= Exercise material =
•••

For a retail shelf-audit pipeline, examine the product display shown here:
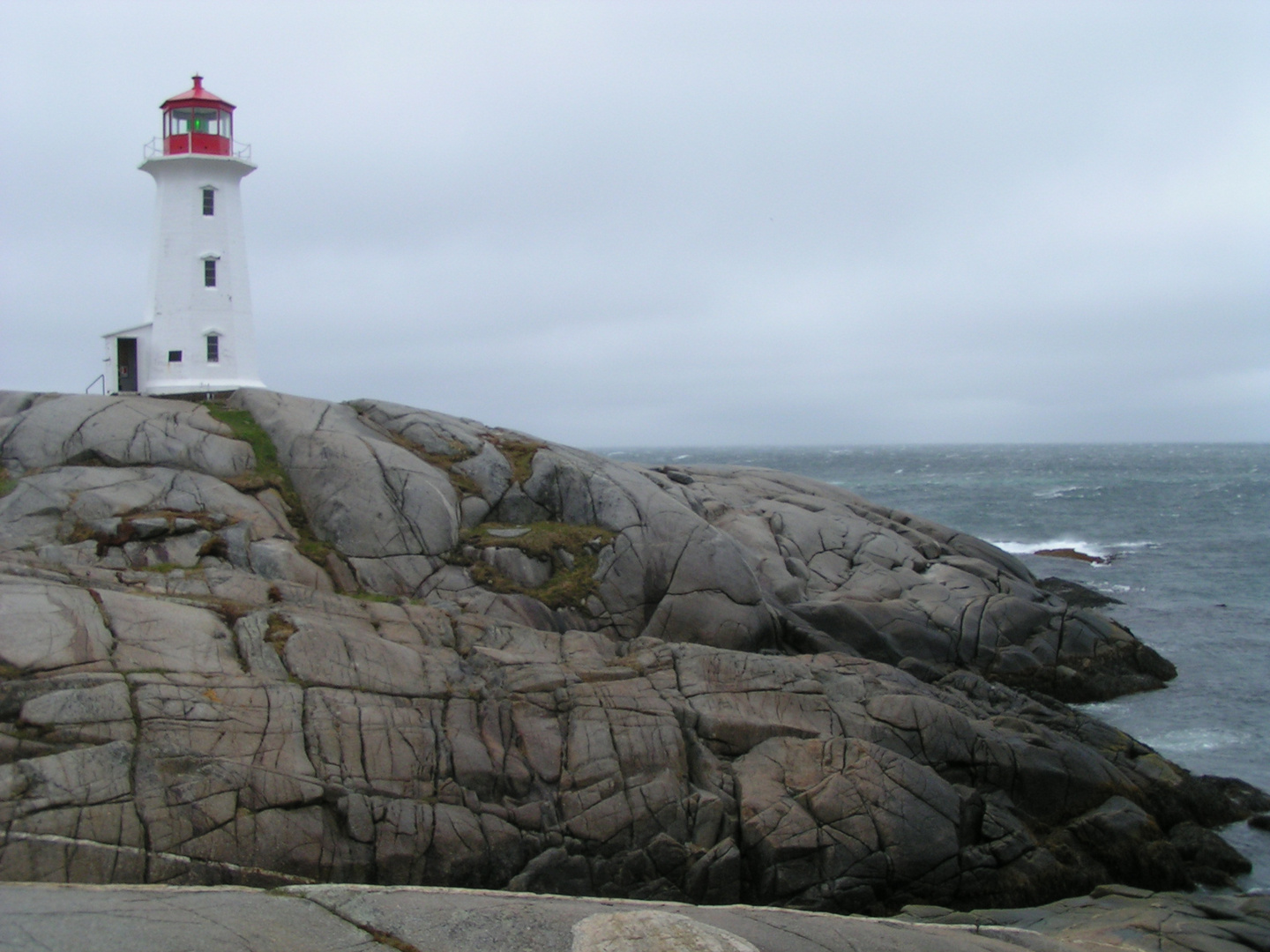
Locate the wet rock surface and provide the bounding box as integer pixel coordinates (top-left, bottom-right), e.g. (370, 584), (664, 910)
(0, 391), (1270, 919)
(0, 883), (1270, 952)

•••

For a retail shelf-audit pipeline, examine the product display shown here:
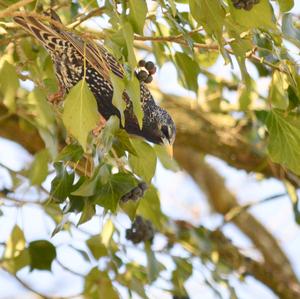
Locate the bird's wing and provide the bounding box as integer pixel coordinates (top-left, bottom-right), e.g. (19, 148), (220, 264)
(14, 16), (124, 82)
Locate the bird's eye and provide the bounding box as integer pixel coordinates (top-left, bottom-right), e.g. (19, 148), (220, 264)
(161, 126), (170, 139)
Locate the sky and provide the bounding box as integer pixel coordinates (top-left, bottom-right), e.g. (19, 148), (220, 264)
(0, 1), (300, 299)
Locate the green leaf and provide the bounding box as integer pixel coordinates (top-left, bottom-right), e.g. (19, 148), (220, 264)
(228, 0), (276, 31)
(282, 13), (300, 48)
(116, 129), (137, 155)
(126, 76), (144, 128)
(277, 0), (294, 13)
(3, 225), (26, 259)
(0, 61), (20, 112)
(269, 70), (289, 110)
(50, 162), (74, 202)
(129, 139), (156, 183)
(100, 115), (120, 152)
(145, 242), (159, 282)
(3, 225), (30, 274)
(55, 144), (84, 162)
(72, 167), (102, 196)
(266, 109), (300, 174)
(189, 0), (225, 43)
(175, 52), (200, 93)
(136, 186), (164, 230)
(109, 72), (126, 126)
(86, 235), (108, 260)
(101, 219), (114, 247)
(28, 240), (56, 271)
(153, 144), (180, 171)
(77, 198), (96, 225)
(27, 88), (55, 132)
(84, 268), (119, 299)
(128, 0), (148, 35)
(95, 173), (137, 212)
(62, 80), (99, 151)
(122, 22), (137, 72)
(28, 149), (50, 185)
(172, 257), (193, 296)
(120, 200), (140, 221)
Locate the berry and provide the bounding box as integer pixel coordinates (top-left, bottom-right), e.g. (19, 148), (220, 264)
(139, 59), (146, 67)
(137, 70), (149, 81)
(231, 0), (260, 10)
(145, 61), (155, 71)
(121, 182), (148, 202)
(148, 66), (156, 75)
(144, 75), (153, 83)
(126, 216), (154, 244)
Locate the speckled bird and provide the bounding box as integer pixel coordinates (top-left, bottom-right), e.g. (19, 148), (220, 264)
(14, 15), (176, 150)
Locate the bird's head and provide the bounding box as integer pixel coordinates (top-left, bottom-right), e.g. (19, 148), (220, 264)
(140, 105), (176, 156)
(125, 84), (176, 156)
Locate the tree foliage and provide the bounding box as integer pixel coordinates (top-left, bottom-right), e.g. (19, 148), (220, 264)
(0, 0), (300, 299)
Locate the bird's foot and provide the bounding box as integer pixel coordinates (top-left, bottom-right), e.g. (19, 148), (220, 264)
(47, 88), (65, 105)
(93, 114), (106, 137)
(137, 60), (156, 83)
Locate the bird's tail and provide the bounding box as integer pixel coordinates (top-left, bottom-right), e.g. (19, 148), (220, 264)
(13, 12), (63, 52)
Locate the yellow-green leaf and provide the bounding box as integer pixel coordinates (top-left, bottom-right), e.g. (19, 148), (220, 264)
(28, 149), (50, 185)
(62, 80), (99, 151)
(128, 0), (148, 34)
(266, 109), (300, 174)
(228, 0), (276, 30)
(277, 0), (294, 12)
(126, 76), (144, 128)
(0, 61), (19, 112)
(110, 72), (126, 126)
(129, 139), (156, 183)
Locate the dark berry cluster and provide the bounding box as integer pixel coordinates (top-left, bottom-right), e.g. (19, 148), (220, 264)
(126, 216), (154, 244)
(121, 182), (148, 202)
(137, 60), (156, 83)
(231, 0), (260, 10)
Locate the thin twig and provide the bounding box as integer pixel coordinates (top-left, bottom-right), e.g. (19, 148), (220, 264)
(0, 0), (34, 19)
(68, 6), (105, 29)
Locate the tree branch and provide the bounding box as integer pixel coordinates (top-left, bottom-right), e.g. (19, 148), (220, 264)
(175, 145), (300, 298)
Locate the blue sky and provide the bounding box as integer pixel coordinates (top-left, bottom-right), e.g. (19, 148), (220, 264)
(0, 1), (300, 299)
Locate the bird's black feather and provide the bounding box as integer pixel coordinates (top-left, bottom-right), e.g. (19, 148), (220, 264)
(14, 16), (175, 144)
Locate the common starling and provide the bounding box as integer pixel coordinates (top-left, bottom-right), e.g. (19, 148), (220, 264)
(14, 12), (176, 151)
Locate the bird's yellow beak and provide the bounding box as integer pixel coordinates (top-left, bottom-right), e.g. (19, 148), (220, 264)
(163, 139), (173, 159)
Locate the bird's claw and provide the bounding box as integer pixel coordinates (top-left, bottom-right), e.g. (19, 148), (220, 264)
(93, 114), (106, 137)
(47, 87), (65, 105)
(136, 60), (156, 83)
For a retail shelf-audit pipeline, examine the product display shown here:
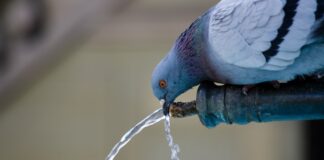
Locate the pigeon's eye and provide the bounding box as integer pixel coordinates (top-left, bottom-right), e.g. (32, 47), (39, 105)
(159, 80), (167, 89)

•••

= What to work on =
Reproduce the records between the line holding "Locate the speckled" and the line holding "(14, 15), (176, 150)", inclusive, substituting "spotted" for "speckled" and leaving everything else unchanged.

= Task result =
Locate the spotted bird and provide the bounding box as integer pixel coordinates (top-left, bottom-right), e.g. (19, 148), (220, 264)
(14, 15), (176, 150)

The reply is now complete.